**REQUEST:** Extract every line in the rows below that contains the string "segment". The match is case-sensitive.

**DATA IN THIS EXERCISE:**
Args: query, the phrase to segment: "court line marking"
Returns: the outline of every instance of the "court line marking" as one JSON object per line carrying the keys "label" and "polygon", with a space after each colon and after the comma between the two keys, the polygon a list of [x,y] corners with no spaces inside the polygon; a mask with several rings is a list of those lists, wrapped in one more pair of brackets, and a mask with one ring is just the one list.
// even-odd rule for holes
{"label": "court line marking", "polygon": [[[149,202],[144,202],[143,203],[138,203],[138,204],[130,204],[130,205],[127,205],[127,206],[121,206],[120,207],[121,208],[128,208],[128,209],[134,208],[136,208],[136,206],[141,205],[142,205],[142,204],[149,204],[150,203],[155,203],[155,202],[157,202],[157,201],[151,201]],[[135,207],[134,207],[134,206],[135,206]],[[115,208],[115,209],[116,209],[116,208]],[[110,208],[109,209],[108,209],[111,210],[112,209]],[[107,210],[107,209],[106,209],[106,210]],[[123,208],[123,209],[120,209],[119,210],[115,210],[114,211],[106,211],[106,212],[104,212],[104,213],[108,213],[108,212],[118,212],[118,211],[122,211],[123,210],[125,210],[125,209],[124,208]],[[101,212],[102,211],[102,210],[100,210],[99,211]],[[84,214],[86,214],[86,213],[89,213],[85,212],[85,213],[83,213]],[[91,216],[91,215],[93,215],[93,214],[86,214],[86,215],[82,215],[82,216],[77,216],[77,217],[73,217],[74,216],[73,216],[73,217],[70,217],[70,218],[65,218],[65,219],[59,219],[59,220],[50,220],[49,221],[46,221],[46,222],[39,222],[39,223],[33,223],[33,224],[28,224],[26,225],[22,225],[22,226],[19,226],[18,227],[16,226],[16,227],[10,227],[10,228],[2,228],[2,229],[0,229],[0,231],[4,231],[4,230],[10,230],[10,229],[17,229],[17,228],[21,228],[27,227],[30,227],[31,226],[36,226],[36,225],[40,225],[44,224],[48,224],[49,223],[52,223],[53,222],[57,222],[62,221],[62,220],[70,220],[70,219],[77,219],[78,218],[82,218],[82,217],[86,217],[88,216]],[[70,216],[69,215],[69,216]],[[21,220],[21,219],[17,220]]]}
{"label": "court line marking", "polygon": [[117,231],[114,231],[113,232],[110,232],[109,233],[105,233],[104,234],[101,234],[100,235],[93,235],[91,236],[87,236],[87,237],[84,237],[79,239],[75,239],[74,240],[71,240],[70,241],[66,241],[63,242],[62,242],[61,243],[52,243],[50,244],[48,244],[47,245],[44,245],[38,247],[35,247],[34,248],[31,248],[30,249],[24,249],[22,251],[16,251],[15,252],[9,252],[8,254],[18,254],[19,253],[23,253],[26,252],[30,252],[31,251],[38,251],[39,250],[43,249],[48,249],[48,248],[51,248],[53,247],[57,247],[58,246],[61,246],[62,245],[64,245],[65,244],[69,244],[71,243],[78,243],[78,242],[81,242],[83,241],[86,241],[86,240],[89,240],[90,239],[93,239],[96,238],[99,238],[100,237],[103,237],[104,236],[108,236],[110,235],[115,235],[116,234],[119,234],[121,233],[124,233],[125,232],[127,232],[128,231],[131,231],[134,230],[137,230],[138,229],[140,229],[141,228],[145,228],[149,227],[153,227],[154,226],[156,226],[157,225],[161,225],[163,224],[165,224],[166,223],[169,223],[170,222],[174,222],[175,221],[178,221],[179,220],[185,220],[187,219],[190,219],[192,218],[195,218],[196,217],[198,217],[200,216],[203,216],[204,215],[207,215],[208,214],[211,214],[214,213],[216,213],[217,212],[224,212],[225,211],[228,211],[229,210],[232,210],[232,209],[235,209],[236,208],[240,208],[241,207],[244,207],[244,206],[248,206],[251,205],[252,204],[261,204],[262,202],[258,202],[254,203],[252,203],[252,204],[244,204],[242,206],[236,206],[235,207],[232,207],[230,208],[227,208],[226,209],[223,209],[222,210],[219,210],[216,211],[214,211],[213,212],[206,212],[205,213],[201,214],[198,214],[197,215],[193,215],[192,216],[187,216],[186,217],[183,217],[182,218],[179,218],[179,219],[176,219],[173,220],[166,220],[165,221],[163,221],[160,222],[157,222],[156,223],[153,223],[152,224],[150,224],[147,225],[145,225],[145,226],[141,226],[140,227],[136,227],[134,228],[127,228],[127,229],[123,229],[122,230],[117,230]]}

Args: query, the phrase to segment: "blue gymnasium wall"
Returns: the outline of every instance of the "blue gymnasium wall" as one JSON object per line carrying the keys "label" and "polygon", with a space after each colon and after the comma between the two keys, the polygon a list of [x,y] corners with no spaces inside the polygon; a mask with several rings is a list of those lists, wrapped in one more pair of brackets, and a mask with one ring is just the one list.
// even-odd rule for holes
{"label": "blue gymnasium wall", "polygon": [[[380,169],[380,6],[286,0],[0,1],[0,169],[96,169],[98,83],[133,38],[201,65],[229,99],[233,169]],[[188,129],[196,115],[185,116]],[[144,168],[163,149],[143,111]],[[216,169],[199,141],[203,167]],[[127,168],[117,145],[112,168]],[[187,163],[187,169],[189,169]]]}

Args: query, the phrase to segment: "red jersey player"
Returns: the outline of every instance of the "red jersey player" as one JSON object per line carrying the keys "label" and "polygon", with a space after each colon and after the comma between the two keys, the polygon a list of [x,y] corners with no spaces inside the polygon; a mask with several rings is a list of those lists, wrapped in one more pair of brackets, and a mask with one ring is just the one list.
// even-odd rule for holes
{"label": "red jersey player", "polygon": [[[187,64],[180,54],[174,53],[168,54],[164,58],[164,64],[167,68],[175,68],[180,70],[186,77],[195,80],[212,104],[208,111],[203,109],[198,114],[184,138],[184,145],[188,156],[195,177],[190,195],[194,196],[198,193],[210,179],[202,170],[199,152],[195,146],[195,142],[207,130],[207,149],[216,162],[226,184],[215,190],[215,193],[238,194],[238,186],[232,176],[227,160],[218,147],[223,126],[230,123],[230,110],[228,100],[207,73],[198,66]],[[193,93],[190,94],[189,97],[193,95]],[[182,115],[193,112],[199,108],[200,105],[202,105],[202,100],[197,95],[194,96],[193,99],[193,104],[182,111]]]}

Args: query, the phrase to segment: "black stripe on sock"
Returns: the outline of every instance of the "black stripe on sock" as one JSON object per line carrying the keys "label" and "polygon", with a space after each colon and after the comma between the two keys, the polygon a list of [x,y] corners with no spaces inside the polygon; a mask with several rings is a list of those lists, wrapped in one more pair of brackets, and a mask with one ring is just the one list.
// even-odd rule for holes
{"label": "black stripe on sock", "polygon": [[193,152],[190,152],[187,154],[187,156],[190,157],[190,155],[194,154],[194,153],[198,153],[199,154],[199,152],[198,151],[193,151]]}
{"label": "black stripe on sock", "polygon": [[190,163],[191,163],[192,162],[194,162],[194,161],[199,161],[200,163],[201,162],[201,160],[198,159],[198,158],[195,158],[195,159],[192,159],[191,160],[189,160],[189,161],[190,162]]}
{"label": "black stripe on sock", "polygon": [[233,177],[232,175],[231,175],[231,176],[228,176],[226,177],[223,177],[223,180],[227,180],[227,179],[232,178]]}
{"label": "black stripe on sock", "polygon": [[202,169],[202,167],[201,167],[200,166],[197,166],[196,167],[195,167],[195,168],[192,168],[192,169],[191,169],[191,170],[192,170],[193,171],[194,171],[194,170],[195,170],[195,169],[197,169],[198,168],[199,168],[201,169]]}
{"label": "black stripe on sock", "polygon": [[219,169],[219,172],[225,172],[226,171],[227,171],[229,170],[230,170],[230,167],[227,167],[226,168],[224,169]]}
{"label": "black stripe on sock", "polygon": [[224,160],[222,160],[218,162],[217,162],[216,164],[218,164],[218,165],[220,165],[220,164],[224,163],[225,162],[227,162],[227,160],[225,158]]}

**THE SOLUTION:**
Args: query, the phrase to segment: "court line marking"
Args: query, the phrase to segment: "blue gymnasium wall"
Args: query, the phrase to segment: "red jersey player"
Args: query, the phrase to segment: "black stripe on sock"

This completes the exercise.